### GOAL OF THE EXERCISE:
Each line of the data must be reproduced as it appears.

### EXERCISE MATERIAL:
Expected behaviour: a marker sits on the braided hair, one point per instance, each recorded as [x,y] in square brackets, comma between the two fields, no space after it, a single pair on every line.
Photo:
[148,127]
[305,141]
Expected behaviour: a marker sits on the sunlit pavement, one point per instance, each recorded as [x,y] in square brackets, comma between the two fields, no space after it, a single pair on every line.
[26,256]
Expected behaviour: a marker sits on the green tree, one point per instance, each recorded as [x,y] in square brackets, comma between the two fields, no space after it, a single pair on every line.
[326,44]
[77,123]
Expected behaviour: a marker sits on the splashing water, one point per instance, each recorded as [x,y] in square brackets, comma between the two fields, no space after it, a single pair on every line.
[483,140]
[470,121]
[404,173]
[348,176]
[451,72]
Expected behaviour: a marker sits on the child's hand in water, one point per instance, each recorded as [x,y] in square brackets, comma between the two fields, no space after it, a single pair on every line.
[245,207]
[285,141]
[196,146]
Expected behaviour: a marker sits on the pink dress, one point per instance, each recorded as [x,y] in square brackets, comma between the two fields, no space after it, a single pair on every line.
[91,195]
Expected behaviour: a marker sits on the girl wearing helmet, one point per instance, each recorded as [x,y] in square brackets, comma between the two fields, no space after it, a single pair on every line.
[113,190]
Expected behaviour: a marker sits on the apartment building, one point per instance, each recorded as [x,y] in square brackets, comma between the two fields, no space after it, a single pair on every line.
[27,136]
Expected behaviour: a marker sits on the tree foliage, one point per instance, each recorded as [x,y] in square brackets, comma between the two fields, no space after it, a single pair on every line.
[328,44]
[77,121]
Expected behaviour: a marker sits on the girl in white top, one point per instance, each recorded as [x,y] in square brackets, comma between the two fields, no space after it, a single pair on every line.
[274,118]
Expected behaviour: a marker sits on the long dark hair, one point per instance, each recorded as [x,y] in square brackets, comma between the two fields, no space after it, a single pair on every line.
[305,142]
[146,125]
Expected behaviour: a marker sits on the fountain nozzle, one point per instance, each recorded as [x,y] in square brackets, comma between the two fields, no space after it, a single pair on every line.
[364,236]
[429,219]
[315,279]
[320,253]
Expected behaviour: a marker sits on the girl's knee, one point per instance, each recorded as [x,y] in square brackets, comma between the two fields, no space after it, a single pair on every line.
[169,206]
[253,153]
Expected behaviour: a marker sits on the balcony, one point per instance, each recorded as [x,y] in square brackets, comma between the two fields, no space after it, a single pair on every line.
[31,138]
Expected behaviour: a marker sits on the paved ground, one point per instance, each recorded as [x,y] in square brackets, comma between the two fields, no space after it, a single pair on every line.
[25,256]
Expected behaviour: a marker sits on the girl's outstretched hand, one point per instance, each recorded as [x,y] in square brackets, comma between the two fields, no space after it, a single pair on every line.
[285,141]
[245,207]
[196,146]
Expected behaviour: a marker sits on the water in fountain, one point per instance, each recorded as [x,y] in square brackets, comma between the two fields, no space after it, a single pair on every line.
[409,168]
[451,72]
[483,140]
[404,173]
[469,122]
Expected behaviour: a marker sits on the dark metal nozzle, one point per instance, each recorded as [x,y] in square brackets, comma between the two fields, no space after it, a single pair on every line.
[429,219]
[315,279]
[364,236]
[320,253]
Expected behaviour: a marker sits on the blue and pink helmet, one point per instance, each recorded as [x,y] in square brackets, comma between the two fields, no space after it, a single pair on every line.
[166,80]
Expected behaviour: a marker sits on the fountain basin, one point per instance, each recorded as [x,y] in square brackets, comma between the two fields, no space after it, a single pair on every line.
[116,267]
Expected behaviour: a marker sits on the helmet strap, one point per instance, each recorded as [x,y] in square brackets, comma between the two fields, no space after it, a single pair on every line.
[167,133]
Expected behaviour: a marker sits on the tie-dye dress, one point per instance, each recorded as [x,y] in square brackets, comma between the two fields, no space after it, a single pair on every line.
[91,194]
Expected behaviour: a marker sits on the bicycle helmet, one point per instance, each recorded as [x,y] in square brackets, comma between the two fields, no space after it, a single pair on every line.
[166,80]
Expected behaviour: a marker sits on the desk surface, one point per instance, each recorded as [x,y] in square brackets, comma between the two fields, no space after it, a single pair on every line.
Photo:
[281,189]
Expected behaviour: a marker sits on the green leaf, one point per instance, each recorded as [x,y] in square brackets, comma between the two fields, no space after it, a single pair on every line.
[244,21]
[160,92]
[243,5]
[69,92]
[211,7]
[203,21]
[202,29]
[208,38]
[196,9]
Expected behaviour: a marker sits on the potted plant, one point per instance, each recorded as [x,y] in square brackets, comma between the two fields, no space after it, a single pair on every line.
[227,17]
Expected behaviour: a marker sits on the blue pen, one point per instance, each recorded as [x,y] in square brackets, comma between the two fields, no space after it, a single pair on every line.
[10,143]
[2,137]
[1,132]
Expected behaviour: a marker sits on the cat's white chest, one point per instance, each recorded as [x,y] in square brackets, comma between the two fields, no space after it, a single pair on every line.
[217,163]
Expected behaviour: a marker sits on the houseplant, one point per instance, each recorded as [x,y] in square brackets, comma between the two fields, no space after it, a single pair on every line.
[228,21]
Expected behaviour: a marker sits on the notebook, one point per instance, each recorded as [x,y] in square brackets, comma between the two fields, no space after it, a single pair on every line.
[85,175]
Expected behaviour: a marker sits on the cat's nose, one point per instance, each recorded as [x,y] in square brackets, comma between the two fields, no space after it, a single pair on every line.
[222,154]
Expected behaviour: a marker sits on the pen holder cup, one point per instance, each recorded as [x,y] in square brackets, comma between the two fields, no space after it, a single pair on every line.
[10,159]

### ANSWER SECTION:
Expected behaviour: a marker sits on the braided hair, one point per instance, each recorded as [x,y] in square brackets, comma between the two fields, no space after it, a single pair on every line.
Photo:
[148,127]
[305,141]
Expected behaviour: a marker sits on the sunlit pavement, one point per instance, each recorded as [x,y] in square brackets, comma between the two fields, no space after it, a single pair on every line.
[26,256]
Expected behaviour: a marker sits on the green tree, one point per instance, each recorded as [x,y] in square brackets, comma between the two fields, no space after it, a single pair on every line.
[326,44]
[77,123]
Expected behaviour: a marker sits on the splashing water, one point per instance, each recorded as [x,y] in square brackets, comma between the two fields, no space after it, a single pair on every line.
[483,140]
[470,121]
[404,173]
[348,176]
[451,72]
Expected behaviour: a marker sits on the child's hand in water, one point per instance, each recorded as [x,y] in square brackets, comma between the two fields, no space after it, a single pair on every line.
[245,207]
[285,141]
[196,146]
Expected behaviour: a marker sits on the pink dress, one point per instance, each recorded as [x,y] in square brackets, comma between the two fields, no space after it, a single pair on every line.
[91,195]
Expected behaviour: a marker sits on the girl wearing helmet, one point per instance, each recorded as [x,y] in square brackets, comma between the two fields, no space after it, a single pair on every line.
[113,190]
Expected behaviour: a marker sits on the apartment building, one point per instance, each recorded as [x,y] in square brackets, comma between the two fields, no space after it, a single pair on every line.
[27,136]
Expected behaviour: a marker sits on the tree foliage, one point per instance, each recorded as [x,y] in square brackets, comma between the two fields, no space after it, a single pair on every line.
[328,44]
[77,121]
Expected behaviour: a marker sits on the girl in white top, one point per instance, each recorded as [x,y] in square brackets, comma between the two fields, no space after it, a single pair on every line.
[274,118]
Expected behaviour: a marker sits on the long dark hair, one point per instance, each recorded as [x,y] in square brackets, comma between the two fields, no space after it, a single pair on every line.
[305,142]
[146,125]
Expected behaviour: a marker sits on the fountain nozzle, one point per instance, each recorded as [x,y] in square brackets, comma between the two fields, no space after it, a single pair on every line.
[364,236]
[429,219]
[315,279]
[320,253]
Expected behaviour: a marker sits on the girl's knee, one point per instance, each recorded as [x,y] in square brackets, comma between the two fields, no space after it, a single pair on every line.
[169,206]
[253,153]
Expected behaviour: a marker sits on the balcony, one point per instance, each recorded as [x,y] in square brackets, comma between the two fields, no space after it, a single pair on every line.
[31,138]
Expected behaviour: a marker sits on the paved ground, one point per instance, each recorded as [x,y] in square brackets, comma between the two fields, no space after it, a single pair on every line.
[25,256]
Expected behaviour: a marker sits on the girl's outstretched hand, one point per instance, each recorded as [x,y] in square brackets, comma between the two fields, no space after it, a single pair on every line.
[285,141]
[245,207]
[196,146]
Expected behaviour: a marker sits on the water in fountain, one point per instance, each recorded as [x,y] in square brackets, comma between the two fields, no space after it, a single pair on every line.
[409,168]
[451,72]
[483,140]
[404,173]
[469,122]
Expected behaviour: a marker sits on the dark metal nozzle, one point per instance, each recorded as [x,y] in square brackets, comma between the two fields, no space after it, a single pair on every line.
[429,219]
[315,279]
[364,236]
[320,253]
Expected behaviour: a marker sits on the blue and pink helmet, one point per instance, each recorded as [x,y] in square brackets, comma between the two fields, no space after it, a single pair on every line.
[166,80]
Expected behaviour: a marker sits on the fountain basin, one point per instance, each recorded as [x,y] in square brackets, comma between the two fields, no space after it, a single pair on every line.
[116,267]
Expected behaviour: a marker sits on the helmet strap, one point per instance, each recorded as [x,y] in square brackets, comma between the two fields, no space after it, a single pair on every line.
[167,133]
Expected behaviour: a marker sits on the tie-dye dress, one point per instance, each recorded as [x,y] in square brackets, comma between the two fields, no space after it, a single pair on every line.
[91,194]
Expected behaviour: a marker sits on the bicycle helmet, one point per instance, each recorded as [x,y] in square brackets, comma between the two fields, no space after it, a single pair on every line.
[166,80]
Expected behaviour: a marker sits on the desk surface, one point per instance, each recorded as [x,y] in square brackets, comma between the two fields, no space after it, a single pair on every line.
Photo:
[281,189]
Expected behaviour: a marker sits on the green leaf, one point per instance, each recorded as [x,y] in square brackets, comma between the two fields, no space after it, a single pair on every line.
[244,21]
[160,92]
[243,5]
[69,92]
[211,7]
[203,21]
[202,29]
[208,38]
[196,9]
Expected behaviour: a marker sits on the potted plant, one point per instance, each recorded as [x,y] in square brackets, comma between the two fields, no space after it, a single pair on every line.
[227,17]
Expected behaviour: a marker sits on the blue pen, one point per instance, each recorded as [x,y] in square brackets, comma between the two fields, no space after it, a single pair on every line.
[10,143]
[2,137]
[1,132]
Expected behaviour: a marker sits on the cat's white chest, one point per instance, each recorded as [x,y] in square brackets, comma between the two fields, no space after it, a single pair on every line.
[217,163]
Expected behaviour: a marker sits on the houseplant, one point per instance, each recorded as [x,y] in square brackets, comma between the two fields, no space after it, a single pair on every line.
[228,21]
Expected behaviour: a marker sits on the notebook, one point per instance, each recorded as [x,y] in square brackets, comma between the two fields, no space after it, a single pair on every line.
[85,175]
Expected behaviour: a marker sits on the cat's nose, one point per instance, each recorded as [x,y] in square brackets, comma between the two fields, no space after it, a single pair on every line.
[222,154]
Expected behaviour: a marker sits on the pen holder cup, one point per instance, each recorded as [x,y] in square brackets, comma between the two fields, no space after it, a single pair on every line.
[10,159]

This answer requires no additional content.